Object position labeling entries

* Begin *

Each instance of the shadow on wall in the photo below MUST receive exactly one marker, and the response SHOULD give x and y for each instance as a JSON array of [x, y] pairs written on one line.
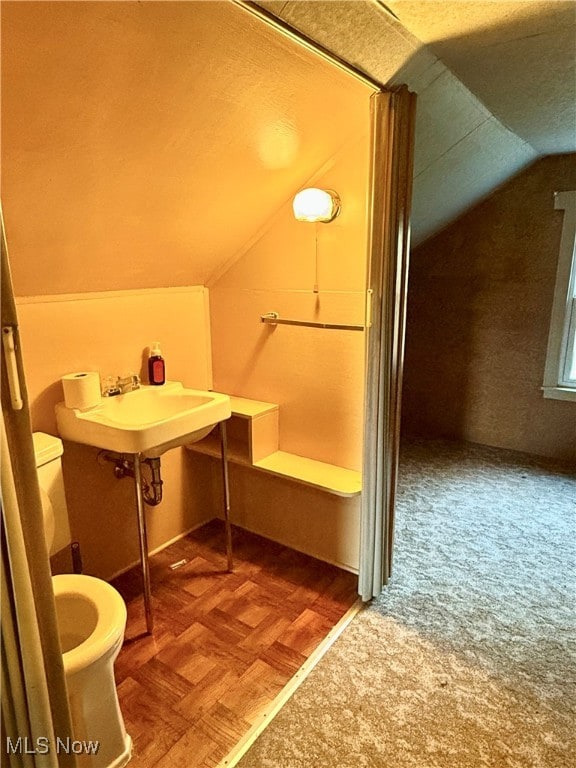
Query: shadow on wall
[[479, 302]]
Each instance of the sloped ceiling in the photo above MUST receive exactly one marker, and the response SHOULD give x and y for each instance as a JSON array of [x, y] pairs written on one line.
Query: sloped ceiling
[[496, 84], [144, 143]]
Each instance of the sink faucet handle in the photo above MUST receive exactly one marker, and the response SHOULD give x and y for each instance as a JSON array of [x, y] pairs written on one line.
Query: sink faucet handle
[[110, 386]]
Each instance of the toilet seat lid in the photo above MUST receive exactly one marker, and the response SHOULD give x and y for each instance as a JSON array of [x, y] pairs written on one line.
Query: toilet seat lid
[[110, 621]]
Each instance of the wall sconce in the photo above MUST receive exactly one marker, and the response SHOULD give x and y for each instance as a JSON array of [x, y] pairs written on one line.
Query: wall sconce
[[316, 205]]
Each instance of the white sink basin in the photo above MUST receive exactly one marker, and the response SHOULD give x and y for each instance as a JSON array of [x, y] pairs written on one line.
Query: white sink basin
[[149, 420]]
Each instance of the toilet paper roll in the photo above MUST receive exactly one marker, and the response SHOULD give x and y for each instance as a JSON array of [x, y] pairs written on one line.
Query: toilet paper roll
[[81, 390]]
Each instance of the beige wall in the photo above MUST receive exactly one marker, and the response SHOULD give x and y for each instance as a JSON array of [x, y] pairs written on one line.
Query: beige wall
[[480, 297], [315, 375], [110, 333], [143, 143]]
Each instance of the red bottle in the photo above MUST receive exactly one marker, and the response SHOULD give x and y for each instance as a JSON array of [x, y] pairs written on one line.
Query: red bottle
[[156, 366]]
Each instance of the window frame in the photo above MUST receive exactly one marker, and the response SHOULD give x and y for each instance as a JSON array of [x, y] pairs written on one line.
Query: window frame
[[559, 355]]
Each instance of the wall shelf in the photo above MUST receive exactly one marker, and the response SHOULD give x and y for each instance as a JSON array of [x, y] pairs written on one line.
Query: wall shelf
[[252, 432]]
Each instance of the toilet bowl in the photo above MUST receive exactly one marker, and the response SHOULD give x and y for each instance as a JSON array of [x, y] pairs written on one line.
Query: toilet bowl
[[91, 617]]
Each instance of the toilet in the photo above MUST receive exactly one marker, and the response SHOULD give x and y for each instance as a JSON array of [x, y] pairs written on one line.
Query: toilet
[[91, 618]]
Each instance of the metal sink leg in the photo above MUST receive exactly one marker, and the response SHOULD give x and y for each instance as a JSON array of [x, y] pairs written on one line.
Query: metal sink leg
[[226, 488], [143, 544]]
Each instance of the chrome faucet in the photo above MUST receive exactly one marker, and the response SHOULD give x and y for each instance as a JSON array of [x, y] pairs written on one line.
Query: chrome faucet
[[120, 385]]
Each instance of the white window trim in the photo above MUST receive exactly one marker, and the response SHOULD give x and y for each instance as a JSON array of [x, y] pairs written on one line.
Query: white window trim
[[563, 317]]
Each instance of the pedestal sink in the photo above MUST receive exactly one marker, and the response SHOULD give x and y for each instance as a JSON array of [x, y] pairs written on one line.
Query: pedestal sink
[[149, 420], [145, 423]]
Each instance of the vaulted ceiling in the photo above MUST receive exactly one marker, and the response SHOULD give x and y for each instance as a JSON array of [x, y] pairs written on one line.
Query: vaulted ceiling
[[496, 84], [172, 132]]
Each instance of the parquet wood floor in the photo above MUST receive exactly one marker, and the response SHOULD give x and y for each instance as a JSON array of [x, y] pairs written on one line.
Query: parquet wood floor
[[224, 644]]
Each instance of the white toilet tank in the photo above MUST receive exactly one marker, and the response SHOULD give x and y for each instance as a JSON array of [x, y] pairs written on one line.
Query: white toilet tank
[[48, 450]]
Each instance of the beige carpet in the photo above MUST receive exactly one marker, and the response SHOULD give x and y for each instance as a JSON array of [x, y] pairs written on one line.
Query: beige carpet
[[467, 659]]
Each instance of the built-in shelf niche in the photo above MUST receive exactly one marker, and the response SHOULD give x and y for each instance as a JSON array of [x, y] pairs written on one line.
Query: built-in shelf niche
[[252, 432]]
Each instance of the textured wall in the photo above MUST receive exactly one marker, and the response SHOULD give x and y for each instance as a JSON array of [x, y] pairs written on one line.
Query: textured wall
[[480, 297], [316, 375], [144, 143]]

* End *

## PROBLEM TO WORK ON:
Convert the stretch of the listing from the line containing "Each instance of the wall shelf" through the line containing "[[120, 385]]" into a JSON list of strings, one string per line, omitting blank lines.

## SOLUTION FOR THIS PROBLEM:
[
  "Each instance of the wall shelf in the photo above MUST receive exactly one marker, and the response SHOULD give x and y for each instance as a JSON array of [x, y] pairs written on one line.",
  "Query: wall shelf",
  "[[252, 432]]",
  "Each instance of the toilet bowl in the photo above MUST receive exactly one marker, and the response SHOULD give x and y for each instance as a JSON array of [x, y] pairs written on one line.",
  "Query: toilet bowl",
  "[[91, 617]]",
  "Each instance of the toilet in the photo above MUST receive exactly one marker, and the response SHOULD give x and y for each instance as a JSON array of [x, y] pairs written on one line.",
  "Query: toilet",
  "[[91, 618]]",
  "Each instance of the metal sink leg in the photo above MUST receive exactly one marker, and the response SHOULD give x and y for each instance as a JSON array of [x, y] pairs written on one line.",
  "Query: metal sink leg",
  "[[226, 488], [143, 544]]",
  "Each instance of the chrome faucet in the photo above MUST receive exactly one marker, and the response SHOULD give x and y for each instance as a JSON array of [x, y] pairs written on one line.",
  "Query: chrome faucet",
  "[[120, 385]]"
]